Present the rows below as a Markdown table with the columns Number and Text, one line per table entry, skipping blank lines. Leave the pictures out of the table.

(Dataset rows)
------------------------

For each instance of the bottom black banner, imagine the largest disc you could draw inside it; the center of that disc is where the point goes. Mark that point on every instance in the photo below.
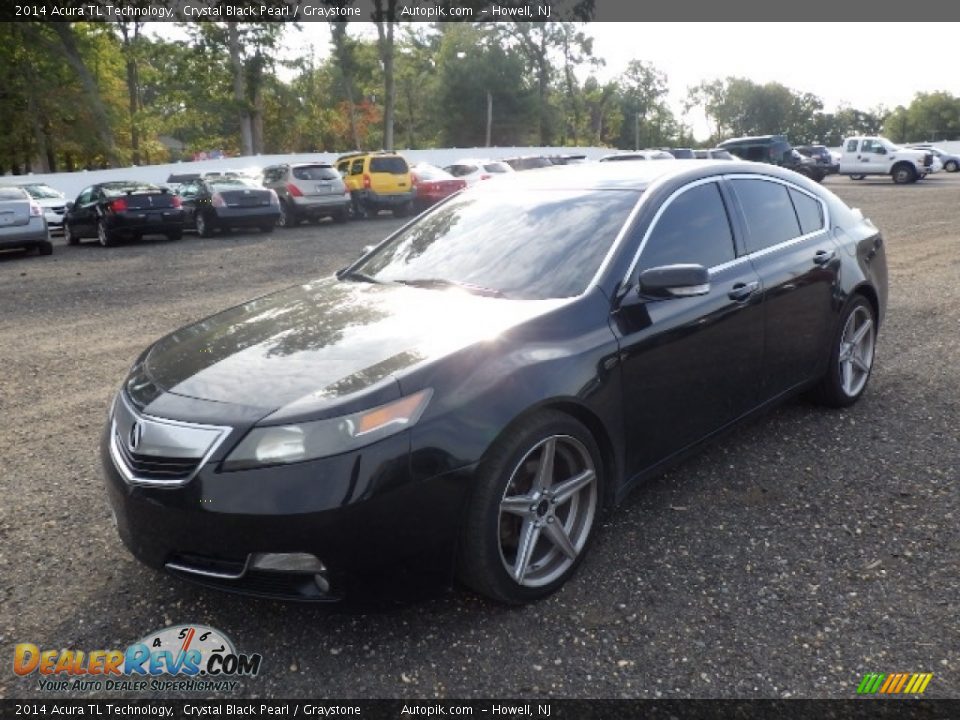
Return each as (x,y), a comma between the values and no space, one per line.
(872,709)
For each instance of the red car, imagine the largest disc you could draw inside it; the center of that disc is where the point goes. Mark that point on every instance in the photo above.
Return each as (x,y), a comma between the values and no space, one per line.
(433,184)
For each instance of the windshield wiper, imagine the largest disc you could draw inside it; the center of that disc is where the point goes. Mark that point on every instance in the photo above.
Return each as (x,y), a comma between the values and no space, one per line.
(356,275)
(441,283)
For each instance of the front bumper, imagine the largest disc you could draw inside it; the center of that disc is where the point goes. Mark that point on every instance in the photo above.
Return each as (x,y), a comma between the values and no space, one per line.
(237,217)
(359,513)
(321,205)
(158,222)
(23,236)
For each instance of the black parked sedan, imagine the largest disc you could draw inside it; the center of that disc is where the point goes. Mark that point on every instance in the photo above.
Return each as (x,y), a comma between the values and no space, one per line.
(127,209)
(228,202)
(478,388)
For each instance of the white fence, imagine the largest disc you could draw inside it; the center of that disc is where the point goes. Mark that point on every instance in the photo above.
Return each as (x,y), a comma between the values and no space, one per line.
(72,183)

------------------------

=== Correct result ===
| Number | Text |
|---|---|
| 1 | For each instance of the bottom black banner, imagine the largest disc you could draw inside it; the center of that disc is where the point goes. Mark that point on every instance in the photo below. |
| 2 | Return each as (x,y), a comma between the values and no space, one per line. |
| 3 | (872,709) |
| 4 | For each instance of the red car, imagine the largest disc you could draw inside it; the center of that disc is where the point goes. Mark that point on every instance in the photo above. |
| 5 | Return each as (x,y), a comma between the values and no space, one per line. |
| 6 | (433,184) |
| 7 | For each instance of the windshield wiper, imagine the largest disc you could draw inside it; the center of that disc is where the point goes. Mark that point on every instance in the photo above. |
| 8 | Return each as (x,y), a comma between the values and no space, one per line. |
| 9 | (356,275) |
| 10 | (441,283) |
| 11 | For each instance of the front bumper, imagine the largest disc you could draw inside it; the center of that disc is where the point goes. Mark that point on every instance in the photo above. |
| 12 | Return each as (x,y), a comma between the values and no space, one per line. |
| 13 | (237,217) |
| 14 | (359,513) |
| 15 | (321,205) |
| 16 | (158,222) |
| 17 | (23,236) |
| 18 | For each instance of the black parked sedan, imagine the largest disc you could draw inside it; the center of that disc is where the point goes. Mark that point on every instance in the photo above. |
| 19 | Return each as (x,y), a comma between the values and no space, one per line. |
| 20 | (127,209) |
| 21 | (228,202) |
| 22 | (478,388) |
| 23 | For each instance of the white fence, imagine the largest disc you could draw inside it; the center of that disc is where the point goes. Mark that point on every instance in the photo above. |
| 24 | Return each as (x,y), a comma between the values and no space, one per line. |
| 25 | (72,183) |